▸ EXERCISE DETAILS: Reproduce the rows below verbatim, from the line containing "Please segment every instance of the blue" through the line containing "M 488 6 L 458 4 L 413", both included.
::: SOURCE RECORDS :::
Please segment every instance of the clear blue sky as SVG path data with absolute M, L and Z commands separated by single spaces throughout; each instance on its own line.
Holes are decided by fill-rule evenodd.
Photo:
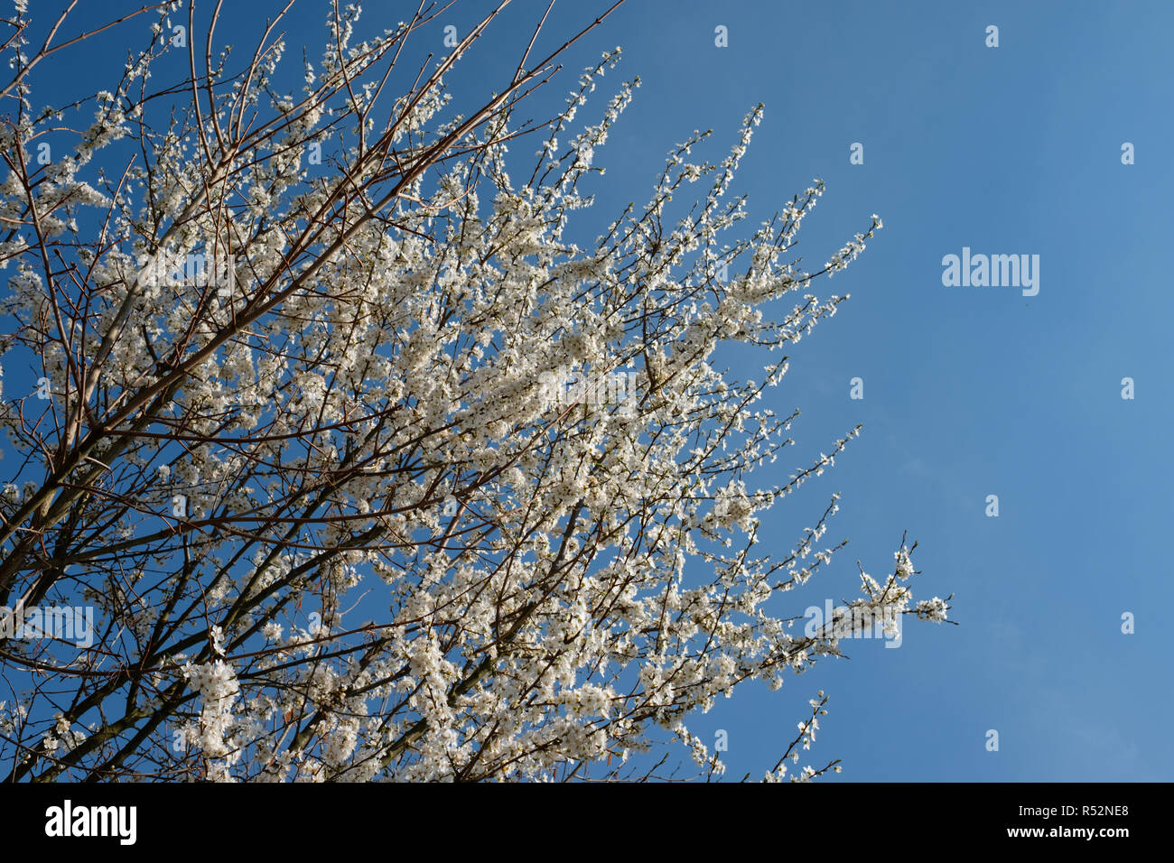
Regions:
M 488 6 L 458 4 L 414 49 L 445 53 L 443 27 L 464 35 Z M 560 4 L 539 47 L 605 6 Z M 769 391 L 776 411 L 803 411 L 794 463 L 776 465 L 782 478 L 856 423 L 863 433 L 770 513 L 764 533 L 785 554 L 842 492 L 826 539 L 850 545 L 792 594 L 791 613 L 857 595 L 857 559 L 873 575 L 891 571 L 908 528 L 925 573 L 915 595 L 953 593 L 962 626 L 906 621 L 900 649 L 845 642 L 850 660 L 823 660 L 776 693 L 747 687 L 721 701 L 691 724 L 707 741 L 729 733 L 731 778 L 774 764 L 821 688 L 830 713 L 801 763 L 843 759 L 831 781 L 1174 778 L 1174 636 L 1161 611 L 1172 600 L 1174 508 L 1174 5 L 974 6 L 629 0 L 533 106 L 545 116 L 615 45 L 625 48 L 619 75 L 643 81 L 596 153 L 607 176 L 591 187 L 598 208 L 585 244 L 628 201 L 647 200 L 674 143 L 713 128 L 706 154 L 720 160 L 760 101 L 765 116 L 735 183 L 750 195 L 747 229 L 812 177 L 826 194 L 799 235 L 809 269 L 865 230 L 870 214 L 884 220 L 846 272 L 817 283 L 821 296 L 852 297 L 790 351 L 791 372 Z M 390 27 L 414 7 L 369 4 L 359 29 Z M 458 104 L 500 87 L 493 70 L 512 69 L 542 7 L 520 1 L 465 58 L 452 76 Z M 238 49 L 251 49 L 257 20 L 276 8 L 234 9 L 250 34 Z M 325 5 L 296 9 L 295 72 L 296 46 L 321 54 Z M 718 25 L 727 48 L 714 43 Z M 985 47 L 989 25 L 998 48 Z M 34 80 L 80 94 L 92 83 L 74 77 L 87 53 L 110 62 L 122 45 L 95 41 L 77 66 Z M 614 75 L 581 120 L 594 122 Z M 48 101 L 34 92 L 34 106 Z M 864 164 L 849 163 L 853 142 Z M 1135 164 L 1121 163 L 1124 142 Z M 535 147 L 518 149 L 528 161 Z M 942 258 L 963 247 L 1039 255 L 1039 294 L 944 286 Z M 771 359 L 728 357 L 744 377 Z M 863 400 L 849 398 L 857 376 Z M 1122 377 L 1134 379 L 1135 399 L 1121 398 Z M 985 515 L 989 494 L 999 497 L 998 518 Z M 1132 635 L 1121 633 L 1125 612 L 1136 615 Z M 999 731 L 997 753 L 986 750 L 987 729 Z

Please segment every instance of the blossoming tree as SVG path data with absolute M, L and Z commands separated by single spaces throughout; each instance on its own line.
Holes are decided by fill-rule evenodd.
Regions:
:::
::: SOURCE RECORDS :::
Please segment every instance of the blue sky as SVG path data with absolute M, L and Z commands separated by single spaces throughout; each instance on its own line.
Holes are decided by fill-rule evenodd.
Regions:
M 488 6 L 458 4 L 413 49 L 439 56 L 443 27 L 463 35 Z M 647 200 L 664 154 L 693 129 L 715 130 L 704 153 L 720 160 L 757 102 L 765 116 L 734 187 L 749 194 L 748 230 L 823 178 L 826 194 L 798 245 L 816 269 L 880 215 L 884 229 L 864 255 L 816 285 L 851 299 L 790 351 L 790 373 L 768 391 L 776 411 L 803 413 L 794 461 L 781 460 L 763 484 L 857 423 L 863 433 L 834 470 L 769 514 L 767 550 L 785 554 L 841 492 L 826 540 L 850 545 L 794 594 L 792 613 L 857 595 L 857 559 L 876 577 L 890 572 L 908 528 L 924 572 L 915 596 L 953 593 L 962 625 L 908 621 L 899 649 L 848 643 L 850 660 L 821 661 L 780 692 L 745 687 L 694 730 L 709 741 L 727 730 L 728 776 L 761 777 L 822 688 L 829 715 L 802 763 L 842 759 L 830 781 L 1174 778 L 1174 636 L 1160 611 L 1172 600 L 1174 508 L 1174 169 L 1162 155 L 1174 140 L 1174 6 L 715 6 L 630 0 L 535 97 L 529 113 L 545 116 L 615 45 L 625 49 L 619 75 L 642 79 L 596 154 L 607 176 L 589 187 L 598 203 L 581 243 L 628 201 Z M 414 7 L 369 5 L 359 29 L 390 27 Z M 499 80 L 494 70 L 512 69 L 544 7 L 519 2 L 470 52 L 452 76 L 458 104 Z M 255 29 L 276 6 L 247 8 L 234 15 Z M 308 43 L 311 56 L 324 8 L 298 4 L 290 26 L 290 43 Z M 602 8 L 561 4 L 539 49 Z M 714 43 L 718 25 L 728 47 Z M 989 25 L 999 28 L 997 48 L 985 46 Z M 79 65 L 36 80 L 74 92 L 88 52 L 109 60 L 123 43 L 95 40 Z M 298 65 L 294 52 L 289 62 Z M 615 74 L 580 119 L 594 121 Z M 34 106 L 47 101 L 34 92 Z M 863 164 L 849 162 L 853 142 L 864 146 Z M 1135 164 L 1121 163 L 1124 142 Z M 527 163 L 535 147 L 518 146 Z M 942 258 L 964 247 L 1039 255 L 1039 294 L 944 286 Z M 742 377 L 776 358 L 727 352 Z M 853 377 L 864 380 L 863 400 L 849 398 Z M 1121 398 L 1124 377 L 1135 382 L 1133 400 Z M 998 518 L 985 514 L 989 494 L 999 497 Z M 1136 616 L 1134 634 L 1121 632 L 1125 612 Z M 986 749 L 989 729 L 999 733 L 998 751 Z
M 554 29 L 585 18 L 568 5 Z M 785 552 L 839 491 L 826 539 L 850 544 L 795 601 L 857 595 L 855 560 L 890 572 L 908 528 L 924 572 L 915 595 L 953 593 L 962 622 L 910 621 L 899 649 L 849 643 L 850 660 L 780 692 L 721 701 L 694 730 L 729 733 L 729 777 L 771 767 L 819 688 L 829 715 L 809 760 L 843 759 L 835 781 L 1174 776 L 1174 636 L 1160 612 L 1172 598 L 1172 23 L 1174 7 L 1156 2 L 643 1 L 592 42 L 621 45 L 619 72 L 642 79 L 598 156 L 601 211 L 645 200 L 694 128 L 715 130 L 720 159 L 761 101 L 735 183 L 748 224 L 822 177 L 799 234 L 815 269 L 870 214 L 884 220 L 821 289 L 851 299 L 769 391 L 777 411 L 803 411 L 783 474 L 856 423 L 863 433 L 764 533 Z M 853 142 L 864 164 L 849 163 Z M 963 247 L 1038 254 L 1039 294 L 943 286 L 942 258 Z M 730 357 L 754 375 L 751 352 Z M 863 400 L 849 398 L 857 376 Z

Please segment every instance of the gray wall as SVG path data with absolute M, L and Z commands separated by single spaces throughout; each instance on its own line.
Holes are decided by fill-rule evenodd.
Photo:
:::
▸ SOLVED EXERCISE:
Please segment every instance of the blue sky as SVG path data with absolute M, L and Z commands separated by single spaces throughout; each instance on its own line.
Holes are decided by fill-rule evenodd.
Regions:
M 488 6 L 458 4 L 413 49 L 439 56 L 443 27 L 463 35 Z M 647 200 L 664 154 L 693 129 L 715 130 L 704 153 L 720 160 L 757 102 L 765 116 L 734 187 L 749 194 L 748 230 L 823 178 L 826 194 L 798 245 L 816 269 L 880 215 L 884 229 L 864 255 L 816 285 L 851 299 L 790 351 L 790 373 L 768 391 L 776 411 L 803 413 L 794 461 L 781 460 L 763 484 L 857 423 L 863 433 L 834 470 L 769 514 L 767 550 L 785 554 L 841 492 L 826 540 L 850 545 L 794 594 L 792 613 L 857 595 L 857 559 L 876 577 L 890 572 L 908 528 L 924 572 L 915 596 L 953 593 L 962 625 L 908 621 L 899 649 L 848 643 L 850 660 L 821 661 L 780 692 L 745 687 L 694 730 L 709 741 L 727 730 L 728 776 L 761 777 L 822 688 L 829 715 L 802 763 L 842 759 L 830 781 L 1174 778 L 1174 636 L 1160 611 L 1172 600 L 1174 508 L 1174 169 L 1162 155 L 1174 140 L 1174 6 L 715 6 L 630 0 L 535 97 L 529 113 L 545 116 L 615 45 L 625 49 L 619 75 L 642 79 L 596 154 L 607 176 L 589 187 L 598 203 L 581 243 L 628 201 Z M 414 7 L 369 5 L 359 29 L 390 27 Z M 499 80 L 494 70 L 512 69 L 544 7 L 519 2 L 470 52 L 452 76 L 458 104 Z M 255 29 L 276 6 L 247 8 L 234 15 Z M 308 43 L 311 56 L 324 8 L 298 4 L 290 26 L 290 43 Z M 602 8 L 561 4 L 539 49 Z M 714 43 L 718 25 L 728 47 Z M 989 25 L 999 28 L 997 48 L 985 46 Z M 79 65 L 36 80 L 74 92 L 88 52 L 109 60 L 123 43 L 95 40 Z M 298 65 L 294 52 L 289 62 Z M 615 74 L 580 119 L 594 121 Z M 34 106 L 47 101 L 34 92 Z M 863 164 L 849 162 L 853 142 L 864 146 Z M 1135 164 L 1121 163 L 1124 142 Z M 527 163 L 535 147 L 518 146 Z M 942 258 L 964 247 L 1039 255 L 1039 294 L 944 286 Z M 742 377 L 776 358 L 727 352 Z M 853 377 L 864 380 L 863 400 L 849 398 Z M 1121 398 L 1124 377 L 1135 382 L 1133 400 Z M 998 518 L 985 514 L 989 494 L 999 497 Z M 1136 616 L 1134 634 L 1121 632 L 1125 612 Z M 986 749 L 989 729 L 999 733 L 998 751 Z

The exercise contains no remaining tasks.